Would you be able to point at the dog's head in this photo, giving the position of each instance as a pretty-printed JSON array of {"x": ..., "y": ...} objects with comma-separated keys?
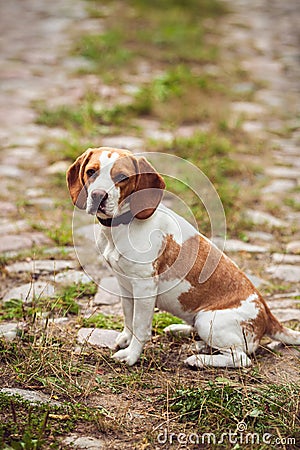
[{"x": 106, "y": 182}]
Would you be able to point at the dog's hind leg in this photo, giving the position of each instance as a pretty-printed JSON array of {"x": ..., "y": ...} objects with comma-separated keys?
[{"x": 179, "y": 329}]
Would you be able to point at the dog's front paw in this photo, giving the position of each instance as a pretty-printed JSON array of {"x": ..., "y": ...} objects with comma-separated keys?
[
  {"x": 126, "y": 356},
  {"x": 179, "y": 329},
  {"x": 124, "y": 339},
  {"x": 194, "y": 361}
]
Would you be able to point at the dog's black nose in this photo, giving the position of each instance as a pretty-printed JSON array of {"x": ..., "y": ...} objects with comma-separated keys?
[{"x": 99, "y": 196}]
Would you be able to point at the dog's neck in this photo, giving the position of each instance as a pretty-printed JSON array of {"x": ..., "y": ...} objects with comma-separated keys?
[{"x": 122, "y": 219}]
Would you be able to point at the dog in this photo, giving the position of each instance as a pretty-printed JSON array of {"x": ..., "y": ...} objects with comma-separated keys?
[{"x": 158, "y": 257}]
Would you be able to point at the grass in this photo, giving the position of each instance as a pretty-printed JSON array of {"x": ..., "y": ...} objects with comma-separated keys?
[
  {"x": 63, "y": 304},
  {"x": 265, "y": 411},
  {"x": 170, "y": 52},
  {"x": 27, "y": 426}
]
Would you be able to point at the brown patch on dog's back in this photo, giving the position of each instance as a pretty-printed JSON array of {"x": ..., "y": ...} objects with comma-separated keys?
[{"x": 226, "y": 288}]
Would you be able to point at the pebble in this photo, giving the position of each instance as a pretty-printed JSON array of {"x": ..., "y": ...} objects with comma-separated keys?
[
  {"x": 260, "y": 218},
  {"x": 58, "y": 167},
  {"x": 293, "y": 247},
  {"x": 18, "y": 242},
  {"x": 234, "y": 245},
  {"x": 278, "y": 186},
  {"x": 285, "y": 272},
  {"x": 128, "y": 142},
  {"x": 287, "y": 314},
  {"x": 251, "y": 110},
  {"x": 256, "y": 281},
  {"x": 7, "y": 208},
  {"x": 71, "y": 277},
  {"x": 13, "y": 227},
  {"x": 84, "y": 442},
  {"x": 40, "y": 266},
  {"x": 260, "y": 235},
  {"x": 30, "y": 291},
  {"x": 9, "y": 331},
  {"x": 32, "y": 397},
  {"x": 283, "y": 172},
  {"x": 98, "y": 337},
  {"x": 285, "y": 258},
  {"x": 282, "y": 304}
]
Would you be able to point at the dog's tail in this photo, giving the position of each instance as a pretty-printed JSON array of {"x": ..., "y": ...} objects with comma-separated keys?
[{"x": 280, "y": 333}]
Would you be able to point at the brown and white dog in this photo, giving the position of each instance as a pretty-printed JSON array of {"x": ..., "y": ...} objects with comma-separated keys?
[{"x": 158, "y": 257}]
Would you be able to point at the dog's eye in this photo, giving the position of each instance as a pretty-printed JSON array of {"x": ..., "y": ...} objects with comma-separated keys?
[
  {"x": 90, "y": 172},
  {"x": 121, "y": 177}
]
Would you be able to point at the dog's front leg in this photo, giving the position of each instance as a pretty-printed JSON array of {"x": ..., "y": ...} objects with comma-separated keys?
[
  {"x": 144, "y": 292},
  {"x": 124, "y": 339}
]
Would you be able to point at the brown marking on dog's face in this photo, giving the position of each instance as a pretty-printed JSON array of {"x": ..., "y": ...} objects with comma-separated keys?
[
  {"x": 226, "y": 288},
  {"x": 125, "y": 175},
  {"x": 148, "y": 192},
  {"x": 135, "y": 178}
]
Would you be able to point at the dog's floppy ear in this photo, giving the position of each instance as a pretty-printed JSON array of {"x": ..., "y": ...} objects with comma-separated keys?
[
  {"x": 75, "y": 180},
  {"x": 148, "y": 192}
]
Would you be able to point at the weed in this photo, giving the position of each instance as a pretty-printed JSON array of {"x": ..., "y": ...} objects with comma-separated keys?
[{"x": 264, "y": 409}]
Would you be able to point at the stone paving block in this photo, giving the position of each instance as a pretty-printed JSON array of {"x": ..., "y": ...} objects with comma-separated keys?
+++
Written instruction: Format all of the data above as a Markdown table with two columns, Row and Line, giving each line its own numbered row and skipping blank lines. Leave the pictures out.

Task response:
| Row | Line |
|---|---|
| 1 | Would you be able to point at the dog's head in this photo, giving the position of each instance as a pretty-printed JSON array of {"x": ..., "y": ...} objects with comma-separated keys? |
| 2 | [{"x": 106, "y": 182}] |
| 3 | Would you be able to point at the dog's hind leg in this photo, giving the position of each instance as a pretty-printed JSON array of {"x": ..., "y": ...} objects with comma-separated keys? |
| 4 | [{"x": 179, "y": 329}] |
| 5 | Would you be able to point at the dog's front paw in this photo, giving the position of each instance as a pretty-printed JSON array of {"x": ..., "y": ...} objects with comma-separated keys? |
| 6 | [ |
| 7 |   {"x": 126, "y": 356}, |
| 8 |   {"x": 179, "y": 329}, |
| 9 |   {"x": 124, "y": 339}, |
| 10 |   {"x": 194, "y": 361} |
| 11 | ] |
| 12 | Would you be able to point at the dog's black nose in this photo, giving the position of each instance as a pretty-printed JSON array of {"x": ..., "y": ...} objects with comma-separated keys? |
| 13 | [{"x": 99, "y": 196}] |
| 14 | Would you be able to point at the dog's neck in this photo, giving the position of each instance as a pretty-printed JSON array of {"x": ..., "y": ...} objects with comma-separated keys? |
| 15 | [{"x": 122, "y": 219}] |
| 16 | Would you be able to point at the dog in this photo, giving the position of each instance as a pretty-printed JSON array of {"x": ..., "y": ...} objects with comma-separated keys? |
| 17 | [{"x": 158, "y": 257}] |
| 18 | Would you be able to point at the grass in this photo, giving the position of each instance as a pretty-printed JSON array of {"x": ..., "y": ...} objects with comma-separated keys? |
| 19 | [ |
| 20 |   {"x": 63, "y": 304}, |
| 21 |   {"x": 265, "y": 411}, |
| 22 |   {"x": 170, "y": 52}, |
| 23 |   {"x": 27, "y": 426} |
| 24 | ] |
| 25 | Would you be able to point at the brown patch on dog's back in this photo, giving the position of each instance as a pretty-printed JSON array of {"x": ..., "y": ...} objects with comma-separated keys? |
| 26 | [{"x": 226, "y": 288}] |
| 27 | Would you be able to point at the pebble in this photo, giving the position of each instance as a pretty-printed JSON array of {"x": ..., "y": ...} objects with comma-separated keys? |
| 28 | [ |
| 29 |   {"x": 260, "y": 218}, |
| 30 |   {"x": 58, "y": 167}, |
| 31 |   {"x": 293, "y": 247}, |
| 32 |   {"x": 18, "y": 242}, |
| 33 |   {"x": 234, "y": 245}, |
| 34 |   {"x": 278, "y": 186}, |
| 35 |   {"x": 285, "y": 272}, |
| 36 |   {"x": 128, "y": 142}, |
| 37 |   {"x": 287, "y": 314}, |
| 38 |   {"x": 251, "y": 110}, |
| 39 |   {"x": 256, "y": 281}, |
| 40 |   {"x": 7, "y": 208}, |
| 41 |   {"x": 71, "y": 277}, |
| 42 |   {"x": 13, "y": 227}, |
| 43 |   {"x": 84, "y": 442}, |
| 44 |   {"x": 40, "y": 266}, |
| 45 |   {"x": 260, "y": 235}, |
| 46 |   {"x": 30, "y": 291}, |
| 47 |   {"x": 9, "y": 331}, |
| 48 |   {"x": 32, "y": 397}, |
| 49 |   {"x": 283, "y": 172}, |
| 50 |   {"x": 98, "y": 337}, |
| 51 |   {"x": 285, "y": 258}, |
| 52 |   {"x": 282, "y": 304} |
| 53 | ] |
| 54 | Would you be able to point at the dog's tail in this photo, giving the position of each instance as a pretty-printed JSON array of {"x": ..., "y": ...} objects with comma-separated keys? |
| 55 | [{"x": 280, "y": 333}] |
| 56 | Would you be able to point at the brown and white dog in this photo, giving the position of each instance as a pretty-printed JSON array of {"x": ..., "y": ...} objects with comma-separated keys? |
| 57 | [{"x": 158, "y": 257}] |
| 58 | Would you be able to point at the dog's eye in this photo, giving the position of each instance as a pretty-printed JSON array of {"x": ..., "y": ...} objects with comma-separated keys? |
| 59 | [ |
| 60 |   {"x": 90, "y": 172}, |
| 61 |   {"x": 121, "y": 177} |
| 62 | ] |
| 63 | Would you be able to point at the dog's front leg in this photo, giving the position of each instance as a pretty-printed JSON array of {"x": ..., "y": ...} objects with comma-separated keys? |
| 64 | [ |
| 65 |   {"x": 144, "y": 292}, |
| 66 |   {"x": 124, "y": 339} |
| 67 | ] |
| 68 | Would you be able to point at the brown marking on dog's face in this photo, giving the position of each instance as a pretty-printed JSON array of {"x": ..., "y": ...} objects with comma-separated keys? |
| 69 | [ |
| 70 |   {"x": 226, "y": 288}, |
| 71 |   {"x": 125, "y": 175}, |
| 72 |   {"x": 148, "y": 192}, |
| 73 |   {"x": 135, "y": 178} |
| 74 | ] |
| 75 | Would you be able to point at the dog's floppy ear in this photo, giving the position of each instance as a pretty-printed JSON array of {"x": ..., "y": ...} objects with comma-separated keys? |
| 76 | [ |
| 77 |   {"x": 75, "y": 180}, |
| 78 |   {"x": 148, "y": 192} |
| 79 | ] |
| 80 | Would you be able to point at the weed in this photo, giving the position of each instance as a pretty-printed JSON array of {"x": ..., "y": ...} objects with comma-separated keys? |
| 81 | [{"x": 264, "y": 409}] |
| 82 | Would you be able to point at the stone paving block in this photo, giving the position of each instance as a pretty-printed JSON array of {"x": ..., "y": ...} objects with comma-separated keys? |